Source extract
Master Gold's 90-Min Profit Windows with ICT Killzones
Tired of Gold's unpredictable moves? This guide unveils the ICT Killzone strategy, showing you how to pinpoint 90-minute windows where institutional players reveal their hand, creating high-probability setups.
Raj Krishnamurthy
Head of Research

Ever felt like Gold (XAU/USD) moves against you just as you enter, only to reverse and hit your target? Or perhaps you've watched in frustration as explosive moves unfold, leaving you wondering how to catch them? You're not alone. Gold's notorious volatility can be a double-edged sword, but what if there were specific, predictable time windows when institutional players reveal their hand, creating high-probability profit opportunities? This isn't about guessing; it's about understanding the 'smart money's' playbook. In this article, you'll discover how to precisely time your entries and exits on XAU/USD by leveraging ICT Killzones and the powerful '90-Minute Profit Window' strategy, turning Gold's wild swings into consistent gains.
The Institutional Edge: Why ICT Killzones Drive Gold's Moves
To consistently profit from Gold, you need to stop thinking like a retail trader and start thinking like an institution. The market isn't random; it's engineered. And the engineers—the big banks and financial institutions—operate on a schedule. This is where ICT Killzones come in.
What Are ICT Killzones and Their Purpose?
An ICT Killzone is a specific, recurring window of time during the trading day where institutional activity is at its peak. Think of them as scheduled events where the 'smart money' is most likely to execute large orders, manipulate price, and set the direction for the session. These aren't just busy hours; they are periods algorithmically programmed for high-impact price delivery.
The core ICT concept of 'time and price' theory states that time is the most critical element. The most potent setups occur when a key price level is met during a specific time window—a Killzone.

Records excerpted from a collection
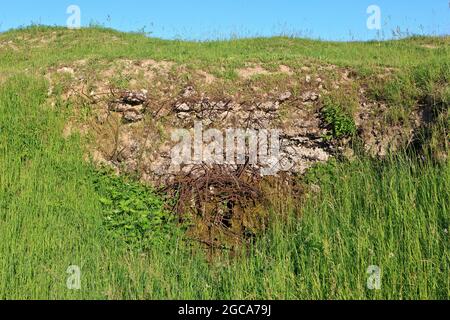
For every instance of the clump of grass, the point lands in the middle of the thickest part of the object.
(340, 123)
(133, 212)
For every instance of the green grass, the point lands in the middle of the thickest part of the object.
(56, 211)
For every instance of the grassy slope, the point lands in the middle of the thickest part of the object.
(393, 215)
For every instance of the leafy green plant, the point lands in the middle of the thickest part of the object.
(132, 211)
(341, 124)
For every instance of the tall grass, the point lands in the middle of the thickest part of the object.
(393, 214)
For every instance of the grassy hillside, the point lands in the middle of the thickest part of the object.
(56, 210)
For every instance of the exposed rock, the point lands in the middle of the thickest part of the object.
(310, 96)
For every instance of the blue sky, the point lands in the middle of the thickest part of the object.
(212, 19)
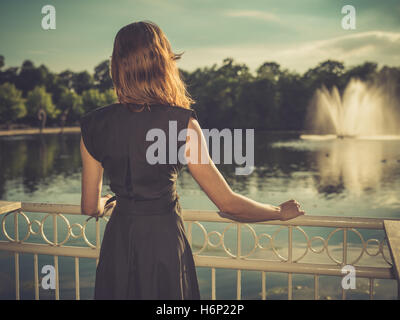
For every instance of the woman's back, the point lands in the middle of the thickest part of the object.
(137, 149)
(144, 252)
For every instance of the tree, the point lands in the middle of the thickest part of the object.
(30, 77)
(110, 96)
(39, 98)
(102, 76)
(82, 81)
(70, 104)
(92, 99)
(12, 105)
(269, 70)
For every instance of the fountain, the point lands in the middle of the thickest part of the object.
(364, 111)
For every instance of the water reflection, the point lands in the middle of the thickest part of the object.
(284, 164)
(355, 166)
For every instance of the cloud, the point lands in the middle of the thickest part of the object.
(353, 48)
(255, 14)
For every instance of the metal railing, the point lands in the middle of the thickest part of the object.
(248, 254)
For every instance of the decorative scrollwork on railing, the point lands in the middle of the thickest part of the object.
(40, 230)
(215, 239)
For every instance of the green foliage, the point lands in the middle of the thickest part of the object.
(71, 104)
(102, 76)
(39, 98)
(12, 105)
(226, 95)
(93, 98)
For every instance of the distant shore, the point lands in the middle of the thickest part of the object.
(52, 130)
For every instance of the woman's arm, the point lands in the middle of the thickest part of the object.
(217, 189)
(92, 180)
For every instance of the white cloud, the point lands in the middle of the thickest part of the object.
(262, 15)
(353, 48)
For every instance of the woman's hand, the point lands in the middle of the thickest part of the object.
(102, 204)
(103, 201)
(290, 209)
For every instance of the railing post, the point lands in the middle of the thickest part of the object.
(392, 229)
(344, 258)
(16, 256)
(239, 272)
(55, 233)
(290, 258)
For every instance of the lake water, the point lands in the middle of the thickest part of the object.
(342, 177)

Parts of the exercise
A - Answer these questions using the ICT Killzones article:
(i) What job title is listed for Raj Krishnamurthy?
(ii) How many minutes long is the profit window the article names?
(iii) Under the 'time and price' theory, what is the most critical element?
B - According to the ICT Killzones article, what three things is the 'smart money' most likely to do during a Killzone?
C - Shorten the paragraph in the ICT Killzones article that begins "An ICT Killzone is a specific," keeping its main facts.

Answers to the exercises
A -
(i) Head of Research
(ii) 90 minutes
(iii) Time

B -
- Execute large orders
- Manipulate price
- Set the direction for the session

C - An ICT Killzone is a recurring daily time window when institutional activity peaks. During it, the 'smart money' is most likely to execute large orders, manipulate price, and set the session's direction. These periods are more than busy hours because they are algorithmically programmed for high-impact price delivery.